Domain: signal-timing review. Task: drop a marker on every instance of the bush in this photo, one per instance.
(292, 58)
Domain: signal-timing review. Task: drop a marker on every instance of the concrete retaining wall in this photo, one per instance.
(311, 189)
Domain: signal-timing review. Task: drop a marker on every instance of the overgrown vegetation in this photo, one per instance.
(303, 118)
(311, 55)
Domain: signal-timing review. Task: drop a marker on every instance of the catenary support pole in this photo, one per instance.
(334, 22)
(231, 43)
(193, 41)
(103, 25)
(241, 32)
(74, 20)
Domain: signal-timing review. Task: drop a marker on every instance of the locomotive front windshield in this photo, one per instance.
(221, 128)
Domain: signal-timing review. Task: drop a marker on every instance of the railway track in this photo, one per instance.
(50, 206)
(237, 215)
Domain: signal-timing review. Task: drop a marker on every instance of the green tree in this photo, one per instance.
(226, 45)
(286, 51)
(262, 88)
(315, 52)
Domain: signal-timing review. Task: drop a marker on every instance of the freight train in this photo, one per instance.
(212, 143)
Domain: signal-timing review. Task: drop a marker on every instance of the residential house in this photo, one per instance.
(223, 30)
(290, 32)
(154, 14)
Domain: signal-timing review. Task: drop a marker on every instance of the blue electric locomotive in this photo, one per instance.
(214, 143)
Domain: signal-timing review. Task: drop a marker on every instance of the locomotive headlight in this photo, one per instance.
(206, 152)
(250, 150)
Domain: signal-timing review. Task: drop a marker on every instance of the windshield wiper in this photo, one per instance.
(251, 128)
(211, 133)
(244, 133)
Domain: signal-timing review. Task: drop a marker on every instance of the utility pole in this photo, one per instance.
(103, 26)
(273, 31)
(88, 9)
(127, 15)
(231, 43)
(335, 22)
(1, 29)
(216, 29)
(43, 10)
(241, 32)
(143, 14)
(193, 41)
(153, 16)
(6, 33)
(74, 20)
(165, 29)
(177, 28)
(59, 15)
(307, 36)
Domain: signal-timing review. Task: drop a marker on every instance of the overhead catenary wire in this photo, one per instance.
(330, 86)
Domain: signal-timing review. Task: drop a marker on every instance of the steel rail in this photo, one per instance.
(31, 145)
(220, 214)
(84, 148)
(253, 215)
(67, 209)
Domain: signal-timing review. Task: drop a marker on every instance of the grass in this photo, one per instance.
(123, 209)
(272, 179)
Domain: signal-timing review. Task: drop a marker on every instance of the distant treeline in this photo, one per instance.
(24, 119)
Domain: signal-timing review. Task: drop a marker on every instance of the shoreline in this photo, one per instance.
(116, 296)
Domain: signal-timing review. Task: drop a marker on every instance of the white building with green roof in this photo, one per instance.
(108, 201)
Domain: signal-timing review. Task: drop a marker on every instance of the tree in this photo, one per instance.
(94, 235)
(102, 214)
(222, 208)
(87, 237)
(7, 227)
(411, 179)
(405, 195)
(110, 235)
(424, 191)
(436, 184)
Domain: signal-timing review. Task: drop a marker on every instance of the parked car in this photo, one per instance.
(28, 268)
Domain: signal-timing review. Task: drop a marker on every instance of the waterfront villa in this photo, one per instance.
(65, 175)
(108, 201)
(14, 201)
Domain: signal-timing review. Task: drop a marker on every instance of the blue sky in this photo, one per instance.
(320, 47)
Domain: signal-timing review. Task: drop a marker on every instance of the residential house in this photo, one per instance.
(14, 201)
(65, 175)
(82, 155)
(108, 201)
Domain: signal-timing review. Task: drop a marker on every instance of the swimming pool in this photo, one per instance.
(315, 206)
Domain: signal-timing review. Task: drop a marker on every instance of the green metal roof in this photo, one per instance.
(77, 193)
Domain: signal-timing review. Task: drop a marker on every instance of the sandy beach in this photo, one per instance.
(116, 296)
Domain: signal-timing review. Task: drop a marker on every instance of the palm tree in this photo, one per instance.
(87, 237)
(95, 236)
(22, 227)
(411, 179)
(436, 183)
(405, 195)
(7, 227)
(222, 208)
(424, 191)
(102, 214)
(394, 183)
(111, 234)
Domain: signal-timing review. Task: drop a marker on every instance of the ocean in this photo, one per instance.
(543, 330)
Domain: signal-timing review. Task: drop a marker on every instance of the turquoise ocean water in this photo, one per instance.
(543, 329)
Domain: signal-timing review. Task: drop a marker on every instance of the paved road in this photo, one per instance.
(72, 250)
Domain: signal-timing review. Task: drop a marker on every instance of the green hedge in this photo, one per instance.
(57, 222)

EXERCISE OBJECTIVE: Copy the lines from the one containing "metal roof in this photo, one per instance." through the final line, both included, with every character unchanged.

EXPECTED ANSWER:
Domain: signal-timing review. Task: drop a marker on every instance of the green metal roof in this photo, one per instance.
(77, 193)
Domain: signal-timing review. Task: drop a marker on every instance of the sandy beach in this photo, one per instance.
(116, 296)
Domain: signal-timing review. Task: drop a marker on every instance of the palm tree in this photo, one per instance.
(87, 237)
(95, 236)
(22, 227)
(411, 179)
(436, 183)
(405, 195)
(7, 227)
(222, 208)
(424, 191)
(102, 214)
(394, 183)
(111, 234)
Domain: signal-timing review. Task: drop a marker on every instance of the ocean in this photo, one per instance.
(543, 330)
Domain: signal-timing review. Task: drop a marker on every instance of the turquoise ocean water in this photo, one per instance.
(543, 329)
Domain: signal-timing review. Task: drop a marker on every instance of the paved road in this photo, one per instance.
(72, 250)
Domain: signal-timing review. Task: drop a marker on every instance of the green hedge in this photo, one per instance.
(57, 222)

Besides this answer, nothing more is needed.